「銀花」310円 3

 小学生に蔵書票作りを指導した当時の市立室蘭図書館館長 山下敏明は、地元の新聞
に読書コラムを連載していまして、それをまとめて「本の話」として刊行しています。

本の話―室蘭民報掲載・1989(平成元年)第1回-1996(平成8年)第200回

本の話―室蘭民報掲載・1989(平成元年)第1回-1996(平成8年)第200回

本の話 続

本の話 続

 まさかこの本にリンクがはられているとは思わずで、検索をかけてみましたらヒット
しました。いやはやなんとものアマゾンであります。
 当方は、先にでた本を入手したのですが、正編のほうはちょうど200編を収録していま
す。続編のほうも、たぶん同じくらい収録されているのでしょう。(続編のほうは、
いまだに入手しておりません。)

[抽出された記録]
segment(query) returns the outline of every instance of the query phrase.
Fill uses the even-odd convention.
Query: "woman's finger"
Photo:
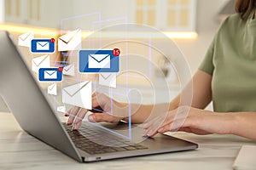
[[[88,109],[80,108],[73,123],[73,129],[77,130],[80,128],[82,121],[88,112]]]
[[[77,116],[79,107],[73,107],[67,113],[68,113],[68,120],[67,120],[67,124],[72,125],[73,122],[73,120],[75,119],[75,116]]]
[[[88,116],[88,120],[91,122],[119,122],[121,118],[113,116],[107,113],[93,113]]]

指示 1 -
「本の話」を紹介した本文抜粋によると、正編には何編が収録されているか。
指示 2 -
本文抜粋のうち、「小学生に蔵書票作りを指導した当時の市立室蘭図書館館長 山下敏明は、地元の新聞」から「しました。いやはやなんとものアマゾンであります。」までをすべて、そのまま書き写しなさい。
これらの記録は本文とは関係がない。

解答 1 -
ちょうど200編が収録されている。

解答 2 -
小学生に蔵書票作りを指導した当時の市立室蘭図書館館長 山下敏明は、地元の新聞
に読書コラムを連載していまして、それをまとめて「本の話」として刊行しています。

本の話―室蘭民報掲載・1989(平成元年)第1回-1996(平成8年)第200回

本の話―室蘭民報掲載・1989(平成元年)第1回-1996(平成8年)第200回

本の話 続

本の話 続

 まさかこの本にリンクがはられているとは思わずで、検索をかけてみましたらヒット
しました。いやはやなんとものアマゾンであります。